→ **Task brief**
Please edit the records below by changing every "even-odd" to "nonzero" and leaving everything else unchanged.

**** Rows ****

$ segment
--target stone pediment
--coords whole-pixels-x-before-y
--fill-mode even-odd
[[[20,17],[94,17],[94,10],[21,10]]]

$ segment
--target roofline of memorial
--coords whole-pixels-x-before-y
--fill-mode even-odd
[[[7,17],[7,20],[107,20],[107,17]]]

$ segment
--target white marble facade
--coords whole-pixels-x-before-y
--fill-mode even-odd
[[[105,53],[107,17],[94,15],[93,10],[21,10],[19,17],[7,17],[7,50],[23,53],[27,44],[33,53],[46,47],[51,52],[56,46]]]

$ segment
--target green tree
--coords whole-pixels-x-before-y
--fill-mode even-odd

****

→ **Result of the exercise**
$ segment
--target stone pediment
--coords whole-pixels-x-before-y
--fill-mode nonzero
[[[20,17],[94,17],[94,10],[21,10]]]

$ segment
--target roofline of memorial
--coords whole-pixels-x-before-y
--fill-mode nonzero
[[[7,17],[7,20],[107,20],[107,17]]]

$ segment
--target white marble facade
--coords whole-pixels-x-before-y
--fill-mode nonzero
[[[105,53],[107,17],[94,15],[93,10],[21,10],[19,17],[7,17],[7,50],[23,53],[27,44],[33,53],[46,47],[51,52],[56,46]]]

$ segment
--target green tree
--coords whole-pixels-x-before-y
--fill-mode nonzero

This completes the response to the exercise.